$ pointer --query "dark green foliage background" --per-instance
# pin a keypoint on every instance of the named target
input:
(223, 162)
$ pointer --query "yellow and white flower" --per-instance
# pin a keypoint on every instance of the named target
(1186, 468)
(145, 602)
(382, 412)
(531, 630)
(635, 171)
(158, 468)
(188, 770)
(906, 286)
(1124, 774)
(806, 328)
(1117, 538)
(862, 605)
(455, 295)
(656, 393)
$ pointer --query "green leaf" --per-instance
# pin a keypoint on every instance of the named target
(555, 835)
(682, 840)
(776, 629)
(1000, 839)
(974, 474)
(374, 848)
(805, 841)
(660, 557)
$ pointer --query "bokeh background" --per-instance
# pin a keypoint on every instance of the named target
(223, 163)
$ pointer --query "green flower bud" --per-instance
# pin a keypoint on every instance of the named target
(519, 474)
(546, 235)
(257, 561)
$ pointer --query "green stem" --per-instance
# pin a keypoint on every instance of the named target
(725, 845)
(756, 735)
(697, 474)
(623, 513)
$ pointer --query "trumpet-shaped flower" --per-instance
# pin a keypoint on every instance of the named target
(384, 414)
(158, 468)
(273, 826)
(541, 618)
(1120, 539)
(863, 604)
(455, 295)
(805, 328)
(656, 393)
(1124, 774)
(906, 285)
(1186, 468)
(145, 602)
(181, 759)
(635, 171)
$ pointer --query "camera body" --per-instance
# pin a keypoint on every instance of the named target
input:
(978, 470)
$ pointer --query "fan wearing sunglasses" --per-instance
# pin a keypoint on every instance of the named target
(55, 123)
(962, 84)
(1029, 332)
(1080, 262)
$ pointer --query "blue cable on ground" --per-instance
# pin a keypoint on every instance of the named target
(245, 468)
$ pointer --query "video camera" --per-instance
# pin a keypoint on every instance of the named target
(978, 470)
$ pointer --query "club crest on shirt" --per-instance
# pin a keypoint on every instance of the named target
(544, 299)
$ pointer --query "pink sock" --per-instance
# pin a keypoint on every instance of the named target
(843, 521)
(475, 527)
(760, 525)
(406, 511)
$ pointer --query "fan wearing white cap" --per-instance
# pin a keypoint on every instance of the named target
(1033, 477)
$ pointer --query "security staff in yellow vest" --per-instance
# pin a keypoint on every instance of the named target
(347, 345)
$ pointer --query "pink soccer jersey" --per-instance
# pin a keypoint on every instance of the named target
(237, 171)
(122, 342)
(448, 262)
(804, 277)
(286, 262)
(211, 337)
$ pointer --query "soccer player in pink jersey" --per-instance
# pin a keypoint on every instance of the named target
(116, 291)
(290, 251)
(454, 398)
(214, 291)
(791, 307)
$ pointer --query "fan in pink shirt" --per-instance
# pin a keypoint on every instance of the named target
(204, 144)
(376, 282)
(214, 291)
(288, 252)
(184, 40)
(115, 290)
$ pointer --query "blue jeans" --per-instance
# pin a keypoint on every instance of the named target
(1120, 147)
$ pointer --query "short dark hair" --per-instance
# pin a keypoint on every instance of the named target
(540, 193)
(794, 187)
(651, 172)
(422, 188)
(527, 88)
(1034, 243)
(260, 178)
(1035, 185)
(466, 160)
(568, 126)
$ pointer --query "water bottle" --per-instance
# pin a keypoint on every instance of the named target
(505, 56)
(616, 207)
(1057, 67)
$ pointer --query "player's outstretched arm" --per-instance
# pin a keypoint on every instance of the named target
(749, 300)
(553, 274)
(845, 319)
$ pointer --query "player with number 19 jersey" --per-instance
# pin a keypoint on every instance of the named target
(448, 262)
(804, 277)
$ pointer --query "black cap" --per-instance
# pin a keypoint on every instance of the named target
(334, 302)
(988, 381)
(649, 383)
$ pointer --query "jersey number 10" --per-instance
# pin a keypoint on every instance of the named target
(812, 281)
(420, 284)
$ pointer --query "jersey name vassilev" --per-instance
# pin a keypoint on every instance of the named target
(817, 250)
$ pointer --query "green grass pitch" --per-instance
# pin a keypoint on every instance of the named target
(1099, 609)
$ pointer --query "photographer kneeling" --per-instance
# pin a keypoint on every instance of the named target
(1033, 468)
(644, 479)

Description of the task: When you answer, return the records above exactly as they stand.

Answer area:
$ pointer --query "dark green foliage background" --per-instance
# pin a keypoint on every instance of the named target
input:
(223, 162)
$ pointer --query "yellow and white flower" --per-instance
# pin a keypoint on every instance of the named target
(1186, 468)
(145, 602)
(382, 412)
(531, 630)
(635, 171)
(158, 468)
(188, 770)
(906, 286)
(1124, 774)
(806, 328)
(1117, 538)
(862, 605)
(455, 295)
(656, 393)
$ pointer --query "green leaf" --per-instance
# pin a keypoint on every instance of the named target
(555, 835)
(682, 840)
(776, 629)
(1000, 839)
(974, 474)
(374, 848)
(805, 841)
(660, 557)
$ pointer --query "bokeh background" --per-instance
# pin a keypoint on every instance of the named target
(223, 163)
$ pointer --query "green flower bud" --per-instance
# pin a keypoint on every instance of the named target
(519, 474)
(546, 235)
(257, 561)
$ pointer --query "green stem" --per-instance
# pin a keypoint on every instance of the named target
(725, 845)
(756, 735)
(697, 474)
(623, 513)
$ pointer --query "trumpet-shaped flower" --per-instance
# pin a keypoint on every instance of the named target
(384, 414)
(158, 468)
(273, 826)
(541, 618)
(1120, 539)
(863, 604)
(455, 295)
(805, 328)
(656, 393)
(1124, 774)
(906, 285)
(1186, 468)
(145, 602)
(181, 759)
(635, 171)
$ pointer --query "camera body" --per-instance
# pin a keypoint on every instance of the named target
input:
(978, 470)
$ pointer --query "fan wearing sunglasses" --per-instance
# pin a keypoint on every instance of the named target
(55, 123)
(962, 84)
(1029, 332)
(1080, 262)
$ pointer --query "blue cable on ground" --per-instance
# pin a keypoint on every instance of the named target
(245, 468)
$ pointer --query "video camera" --per-instance
# pin a keypoint on every instance of the named target
(978, 470)
$ pointer --query "club crest on shirt" --per-instance
# pin a keypoint on every instance of the named target
(544, 299)
$ pointer --query "pink sock" --per-instance
# pin a keypoint on every instance of the named target
(843, 521)
(475, 527)
(760, 525)
(406, 511)
$ pointer --query "fan wearing white cap" --per-instance
# pin a keypoint on every instance of the named target
(1033, 477)
$ pointer --query "security staff in yellow vest" --per-instance
# pin a keypoint on every instance of the named target
(347, 345)
$ pointer --query "pink soccer jersey" --per-instance
# pin a keypoint on every instance of the named target
(237, 171)
(122, 342)
(448, 262)
(804, 277)
(286, 262)
(211, 337)
$ pointer --query "soccer player in pink jersey" --per-instance
# pin a keypoint on every instance of the named target
(116, 291)
(290, 251)
(454, 398)
(214, 291)
(791, 307)
$ pointer --query "fan in pink shirt" --per-instance
# pin a keypoint on every instance of the named target
(204, 144)
(376, 282)
(214, 291)
(288, 252)
(184, 40)
(115, 290)
$ pointer --query "blue jeans" --per-instance
# pin a keypoint on every instance of the named target
(1120, 147)
$ pointer --query "short dark hair" --per-instance
# pin a keypoint on every instance of the named target
(540, 193)
(794, 187)
(651, 172)
(422, 188)
(527, 88)
(1034, 243)
(260, 178)
(1035, 185)
(466, 160)
(568, 126)
$ pointer --query "water bottle" --per-instance
# pin a keypoint on every instance of the named target
(505, 56)
(616, 207)
(1057, 67)
$ pointer --query "player's outstretched arm" --per-instance
# pin a keypoint on every instance of the named target
(749, 300)
(553, 274)
(845, 319)
$ pointer --query "player with number 19 jersey" --per-instance
# pin a keypoint on every instance of the named target
(448, 262)
(804, 277)
$ pointer --query "black cap" --per-instance
# pin a keypoint on every instance of the named target
(334, 302)
(988, 381)
(649, 383)
$ pointer --query "jersey number 10" --per-instance
# pin a keypoint on every instance of the named target
(812, 281)
(420, 284)
$ pointer --query "jersey name vassilev" --per-instance
# pin a keypoint on every instance of the named target
(817, 250)
$ pointer --query "green grass pitch" --per-instance
# pin a keypoint on every instance of the named target
(1099, 609)
$ pointer --query "photographer kneeling" --per-instance
# pin a keypoint on every instance of the named target
(1033, 468)
(644, 479)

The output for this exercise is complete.